In 1909, an ascendant San Diego began plans to celebrate the opening of the Panama Canal, an engineering triumph that signaled the United States’ political and technical dominance over the Western Hemisphere. The proposed Panama-California Exposition would announce San Diego on the global stage, hosting pavilions from around the world and introducing other nations to the closest American Pacific port to the new canal. Celebrated architects Bertram Goodhue and Irving Gill were called in to design the festival, which, in keeping with the fairgrounds of Chicago’s Columbian Exposition, the Crystal Palace of the British Great Exhibition and the Eiffel Tower of Paris’s Exposition Universelle, would put a glamorous face to the growing city.

But what style would be fit for an ambitious American metropolis, one poised to be a base for the expansion of the American empire? Not Beaux-Arts classicism and all its connotations of the sleepy Old World, but something local, vital, a nod to the regal missions of California, the majestic plazas of towns from Tecate to Texas and the opulent cathedral of Mexico City. These architects decided that, to celebrate itself, this American city would dress up as Mexico.

Panama-California Exposition, San Diego, Calif.; via LA Times

While today many within America favor building a wall to separate the U.S. from its southern neighbor, at the time of the Exposition, San Diego and the rest of the American southwest were less than a century removed from its Mexican past. It was only in 1848 that Mexico surrendered an enormous swath of land to the U.S. and suddenly thousands of Mexicans, along with their culture and architecture, became American. The self-confident America of 1910 had manifested its destiny, had spanned a continent, had conquered the land itself, and it seemed to look to its southern neighbor as a source of friendly exoticism and a nonthreatening history that could be claimed as America’s own.

California Bell Tower, San Diego, Calif.; images via The Wolfsonian-Florida International University andBalboa Park

The buildings of the Panama-California Exposition were extremely well-received by the public and by influential visitors like Theodore Roosevelt. Many of the temporary structures were converted for permanent use and still stand as some of the signature buildings of San Diego today. The San Diego Museum of Man, California Bell Tower, Casa del Prado Theater and others around Balboa Park remain in all of their florid, baroque Catholic glory so different from any of the English Colonial, Classical or Gothic Revival monuments of the East Coast.

At the risk of getting too topical, many of the buildings are detailed in a style known as Churrigueresque, an elaborate mode of ornamentation with roots in Moorish Spain, making the great buildings of a great American city just a few steps removed from the architecture of a great Muslim culture.

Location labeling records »
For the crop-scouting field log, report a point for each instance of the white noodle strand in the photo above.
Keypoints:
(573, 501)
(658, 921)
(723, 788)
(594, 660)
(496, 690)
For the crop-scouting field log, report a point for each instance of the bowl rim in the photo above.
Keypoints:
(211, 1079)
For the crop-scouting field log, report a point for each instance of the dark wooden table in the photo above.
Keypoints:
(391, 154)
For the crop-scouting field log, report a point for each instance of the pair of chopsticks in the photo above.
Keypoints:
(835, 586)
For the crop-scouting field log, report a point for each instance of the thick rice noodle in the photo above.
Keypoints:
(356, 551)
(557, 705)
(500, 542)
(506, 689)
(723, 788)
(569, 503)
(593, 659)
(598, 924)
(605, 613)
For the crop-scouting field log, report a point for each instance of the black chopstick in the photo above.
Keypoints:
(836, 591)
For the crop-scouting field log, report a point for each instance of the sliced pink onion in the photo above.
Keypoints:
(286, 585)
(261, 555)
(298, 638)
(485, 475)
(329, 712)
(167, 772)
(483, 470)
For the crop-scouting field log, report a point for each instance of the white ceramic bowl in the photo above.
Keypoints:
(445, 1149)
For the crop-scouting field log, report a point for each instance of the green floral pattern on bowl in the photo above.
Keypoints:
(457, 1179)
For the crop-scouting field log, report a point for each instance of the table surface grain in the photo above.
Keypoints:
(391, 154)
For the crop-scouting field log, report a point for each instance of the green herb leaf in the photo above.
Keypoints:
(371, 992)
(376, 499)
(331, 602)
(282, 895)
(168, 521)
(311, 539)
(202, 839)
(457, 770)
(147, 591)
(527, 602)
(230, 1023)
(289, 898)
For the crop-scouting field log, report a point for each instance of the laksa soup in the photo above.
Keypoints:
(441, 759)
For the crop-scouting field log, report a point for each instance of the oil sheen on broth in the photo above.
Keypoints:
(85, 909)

Parts of the exercise »
A – List the buildings that the San Diego exposition text names as still standing around Balboa Park.
B – According to the San Diego exposition text, in what year did Mexico surrender a large area of land to the U.S.?
C – Write out the part of the San Diego exposition text that begins at the words "California Bell Tower, San" and ends after "the East Coast.".

Results »
A –
San Diego Museum of Man
California Bell Tower
Casa del Prado Theater

B – 1848

C –
California Bell Tower, San Diego, Calif.; images via The Wolfsonian-Florida International University andBalboa Park

The buildings of the Panama-California Exposition were extremely well-received by the public and by influential visitors like Theodore Roosevelt. Many of the temporary structures were converted for permanent use and still stand as some of the signature buildings of San Diego today. The San Diego Museum of Man, California Bell Tower, Casa del Prado Theater and others around Balboa Park remain in all of their florid, baroque Catholic glory so different from any of the English Colonial, Classical or Gothic Revival monuments of the East Coast.